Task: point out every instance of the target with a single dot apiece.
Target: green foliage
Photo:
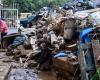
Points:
(30, 5)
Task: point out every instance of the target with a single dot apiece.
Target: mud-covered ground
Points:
(5, 66)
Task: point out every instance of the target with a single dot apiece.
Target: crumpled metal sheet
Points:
(22, 74)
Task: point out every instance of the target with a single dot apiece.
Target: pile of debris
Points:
(52, 41)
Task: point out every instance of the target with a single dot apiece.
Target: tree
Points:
(30, 5)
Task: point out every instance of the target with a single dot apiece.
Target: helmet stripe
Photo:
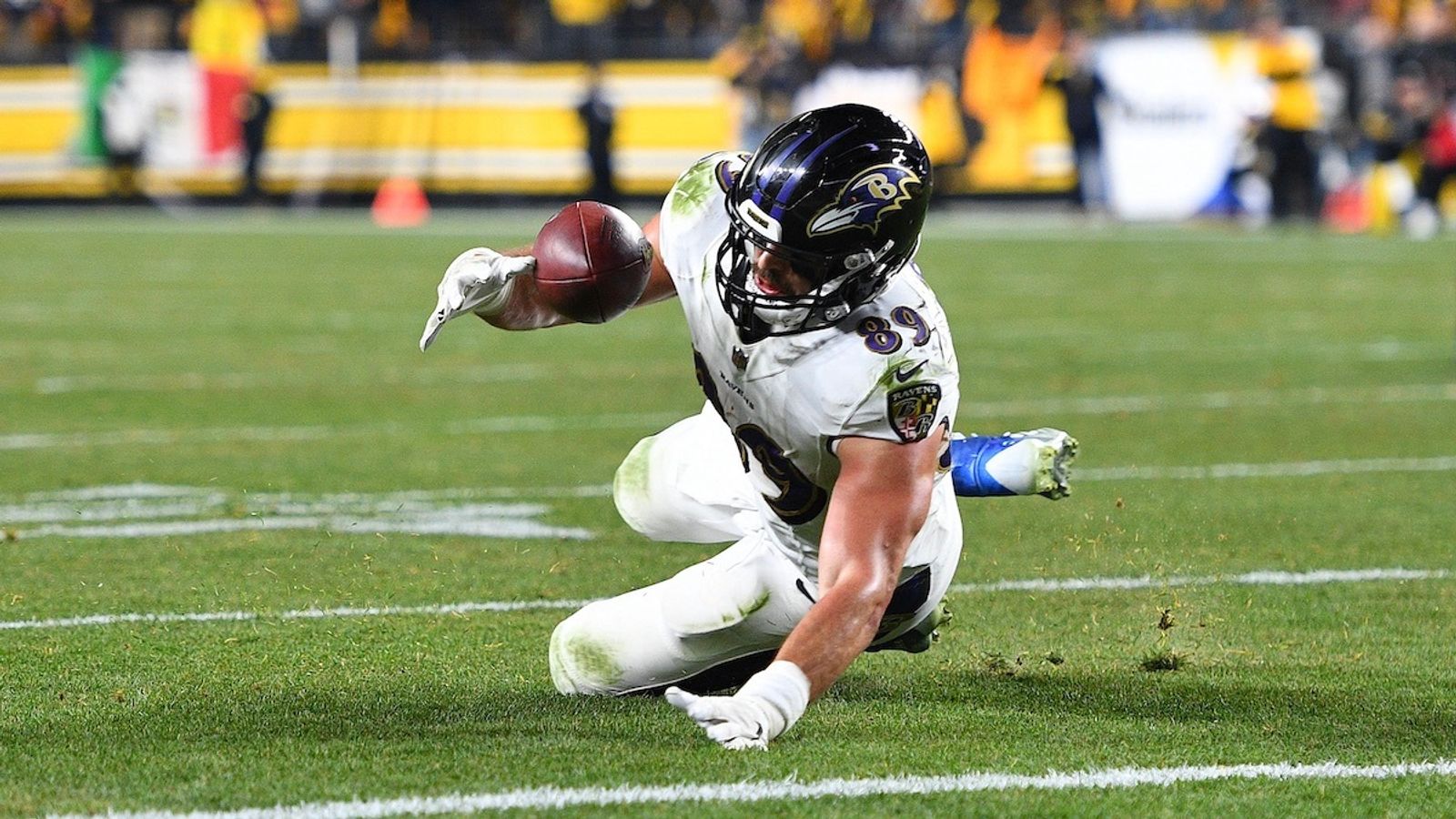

================

Task
Update all of the material above by changing "single dot" to "single marker" wherever it occurs and keeping every other part the same. Leave the pictures out of your version.

Response to the exercise
Task: point out every instance of the target with a single marker apiece.
Target: green foliage
Photo:
Points:
(30, 5)
Task: point out every instance of the target with a single marker apiece.
Target: mud-covered ground
Points:
(5, 66)
Task: point out every instance of the target with a single marker apiece.
Target: crumpled metal sheet
Points:
(22, 74)
Task: point out every instance of the target with a single marker apiece.
Target: pile of debris
Points:
(52, 41)
Task: point out every instance of the target with a single marker apiece.
Target: tree
Points:
(30, 5)
Task: point out every instance of the target with a single marker apiece.
Target: helmet stripe
Photo:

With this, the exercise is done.